CONSIGNE: Indique uniquement le nombre de lignes des entrées ci-dessous qui contiennent le mot « grassy ».

DONNÉES AFFICHÉES:

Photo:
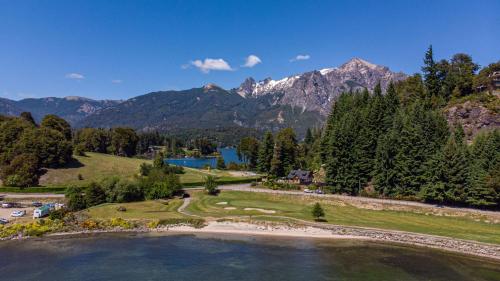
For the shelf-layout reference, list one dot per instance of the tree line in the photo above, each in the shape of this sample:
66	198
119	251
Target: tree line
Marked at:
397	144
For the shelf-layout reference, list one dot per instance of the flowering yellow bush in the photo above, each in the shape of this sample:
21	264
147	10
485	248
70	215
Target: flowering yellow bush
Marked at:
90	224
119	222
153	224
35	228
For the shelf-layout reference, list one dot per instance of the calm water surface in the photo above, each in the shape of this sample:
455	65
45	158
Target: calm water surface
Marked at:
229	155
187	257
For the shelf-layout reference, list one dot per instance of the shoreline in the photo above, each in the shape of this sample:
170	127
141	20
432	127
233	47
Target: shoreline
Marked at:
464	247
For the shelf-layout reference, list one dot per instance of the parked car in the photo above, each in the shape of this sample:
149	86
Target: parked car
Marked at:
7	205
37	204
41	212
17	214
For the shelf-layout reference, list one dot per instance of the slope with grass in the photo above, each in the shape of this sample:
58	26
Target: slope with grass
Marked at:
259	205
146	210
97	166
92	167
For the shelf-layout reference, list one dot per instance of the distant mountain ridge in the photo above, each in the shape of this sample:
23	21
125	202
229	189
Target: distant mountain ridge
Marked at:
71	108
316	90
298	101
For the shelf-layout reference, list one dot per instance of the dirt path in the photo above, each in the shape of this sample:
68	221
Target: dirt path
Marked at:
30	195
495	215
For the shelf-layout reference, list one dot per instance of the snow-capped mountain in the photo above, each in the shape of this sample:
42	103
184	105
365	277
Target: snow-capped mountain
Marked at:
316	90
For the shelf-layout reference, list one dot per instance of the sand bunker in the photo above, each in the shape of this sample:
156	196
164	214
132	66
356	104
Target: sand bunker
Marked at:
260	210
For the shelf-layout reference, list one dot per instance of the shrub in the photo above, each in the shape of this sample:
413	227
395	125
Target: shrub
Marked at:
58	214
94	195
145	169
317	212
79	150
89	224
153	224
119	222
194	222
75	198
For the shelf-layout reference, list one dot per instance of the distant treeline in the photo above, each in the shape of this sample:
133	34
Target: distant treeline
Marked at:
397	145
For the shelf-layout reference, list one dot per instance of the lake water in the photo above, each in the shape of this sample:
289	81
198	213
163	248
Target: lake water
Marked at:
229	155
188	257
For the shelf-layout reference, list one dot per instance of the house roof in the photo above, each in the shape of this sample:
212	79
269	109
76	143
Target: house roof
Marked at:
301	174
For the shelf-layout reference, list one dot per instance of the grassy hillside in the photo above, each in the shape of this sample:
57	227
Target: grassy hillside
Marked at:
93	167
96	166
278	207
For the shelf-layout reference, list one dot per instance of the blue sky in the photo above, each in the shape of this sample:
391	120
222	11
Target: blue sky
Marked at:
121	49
--
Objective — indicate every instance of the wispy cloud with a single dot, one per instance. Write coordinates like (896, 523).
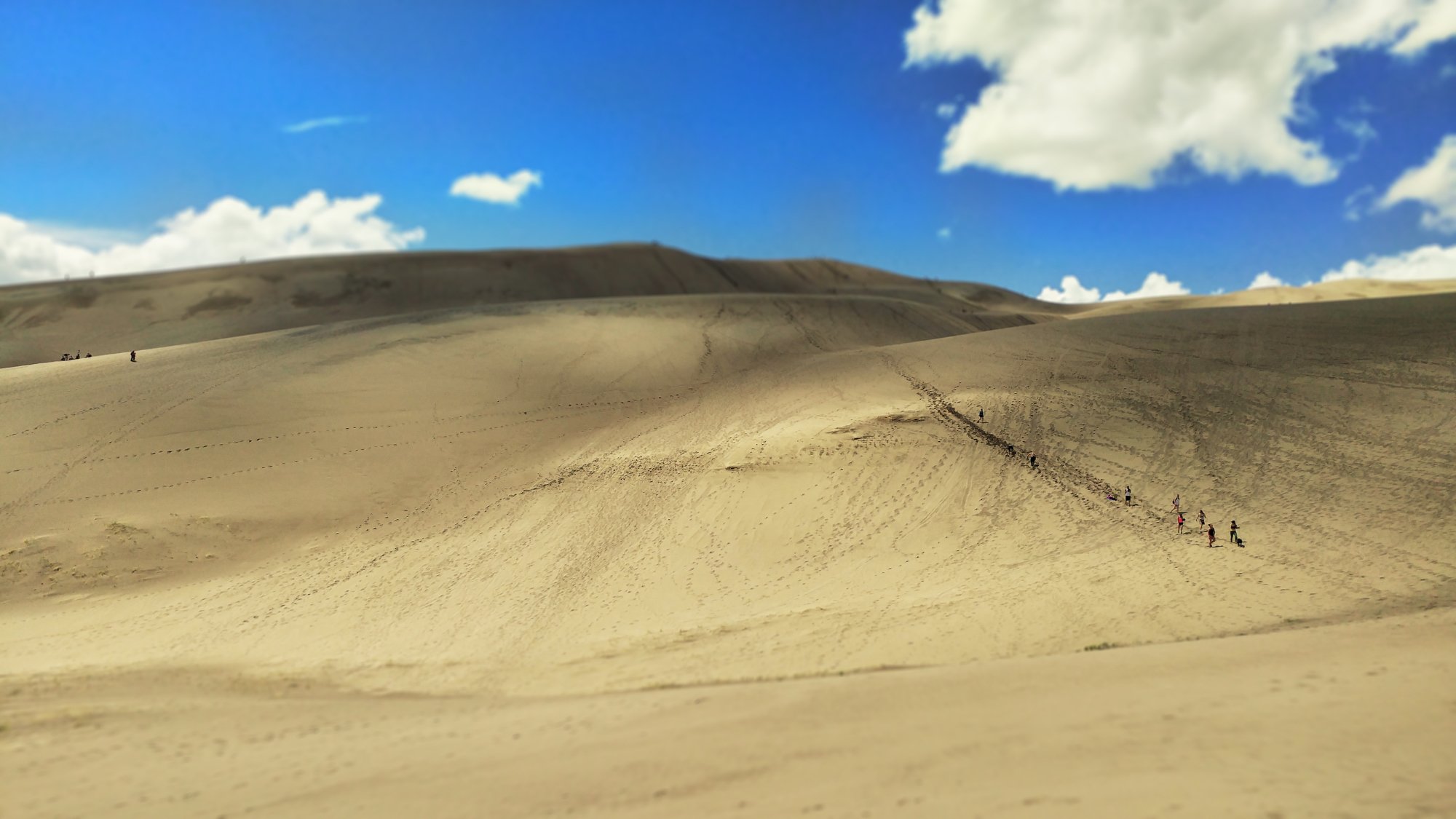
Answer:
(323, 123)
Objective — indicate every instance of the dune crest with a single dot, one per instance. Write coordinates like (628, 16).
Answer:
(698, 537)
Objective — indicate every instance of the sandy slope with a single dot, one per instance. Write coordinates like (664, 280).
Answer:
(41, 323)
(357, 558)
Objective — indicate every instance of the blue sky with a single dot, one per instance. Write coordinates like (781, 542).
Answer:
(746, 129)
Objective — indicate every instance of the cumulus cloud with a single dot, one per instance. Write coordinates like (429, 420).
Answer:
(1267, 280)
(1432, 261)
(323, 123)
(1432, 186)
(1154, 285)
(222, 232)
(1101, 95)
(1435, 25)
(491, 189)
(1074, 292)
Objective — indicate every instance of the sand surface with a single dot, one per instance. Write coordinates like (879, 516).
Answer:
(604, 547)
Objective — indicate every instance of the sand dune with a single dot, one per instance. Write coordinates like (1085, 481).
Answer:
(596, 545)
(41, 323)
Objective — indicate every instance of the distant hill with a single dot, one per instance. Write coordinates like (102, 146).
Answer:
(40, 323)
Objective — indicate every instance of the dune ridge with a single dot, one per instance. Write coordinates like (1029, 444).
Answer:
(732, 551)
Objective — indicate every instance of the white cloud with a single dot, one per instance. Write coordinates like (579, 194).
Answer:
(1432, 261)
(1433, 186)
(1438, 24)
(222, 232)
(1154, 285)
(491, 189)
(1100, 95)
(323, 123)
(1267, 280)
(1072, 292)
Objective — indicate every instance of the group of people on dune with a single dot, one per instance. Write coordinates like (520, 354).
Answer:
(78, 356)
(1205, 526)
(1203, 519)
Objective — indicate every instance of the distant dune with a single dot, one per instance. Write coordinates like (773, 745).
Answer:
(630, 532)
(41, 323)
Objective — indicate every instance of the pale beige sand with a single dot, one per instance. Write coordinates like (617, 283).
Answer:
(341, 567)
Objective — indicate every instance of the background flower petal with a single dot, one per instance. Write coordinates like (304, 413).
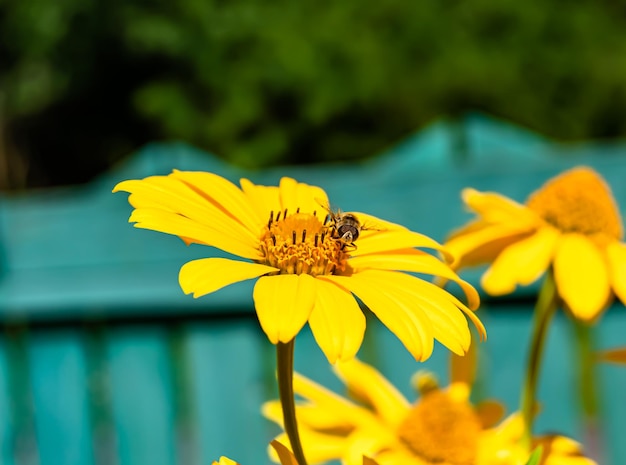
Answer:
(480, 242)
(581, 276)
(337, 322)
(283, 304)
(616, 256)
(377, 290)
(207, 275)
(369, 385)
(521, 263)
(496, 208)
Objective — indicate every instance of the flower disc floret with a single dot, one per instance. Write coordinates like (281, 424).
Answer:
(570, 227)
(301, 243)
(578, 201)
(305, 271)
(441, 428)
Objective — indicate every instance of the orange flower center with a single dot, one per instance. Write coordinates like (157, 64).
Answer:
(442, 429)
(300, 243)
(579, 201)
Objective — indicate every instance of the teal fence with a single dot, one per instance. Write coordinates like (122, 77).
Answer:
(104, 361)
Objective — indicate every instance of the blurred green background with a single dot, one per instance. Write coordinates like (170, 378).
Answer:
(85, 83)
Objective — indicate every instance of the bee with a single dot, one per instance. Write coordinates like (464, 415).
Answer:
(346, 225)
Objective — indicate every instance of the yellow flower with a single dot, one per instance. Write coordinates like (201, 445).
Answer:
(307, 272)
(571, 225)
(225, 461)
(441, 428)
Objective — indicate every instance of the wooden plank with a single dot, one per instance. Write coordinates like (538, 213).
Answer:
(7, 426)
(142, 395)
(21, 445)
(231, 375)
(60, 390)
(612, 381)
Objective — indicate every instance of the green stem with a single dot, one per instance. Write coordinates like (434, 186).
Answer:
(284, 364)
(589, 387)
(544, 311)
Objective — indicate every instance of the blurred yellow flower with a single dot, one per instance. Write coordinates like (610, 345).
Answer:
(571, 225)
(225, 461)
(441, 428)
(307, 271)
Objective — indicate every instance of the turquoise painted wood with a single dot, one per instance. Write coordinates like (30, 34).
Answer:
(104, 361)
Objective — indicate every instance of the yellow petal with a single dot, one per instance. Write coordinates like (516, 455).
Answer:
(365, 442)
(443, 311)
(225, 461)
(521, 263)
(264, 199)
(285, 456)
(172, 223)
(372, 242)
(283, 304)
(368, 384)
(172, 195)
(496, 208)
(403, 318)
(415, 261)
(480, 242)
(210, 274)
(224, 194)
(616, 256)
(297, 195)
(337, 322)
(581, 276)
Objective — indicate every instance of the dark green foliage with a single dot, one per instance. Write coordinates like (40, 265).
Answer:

RÉPONSE COMPLÈTE: 2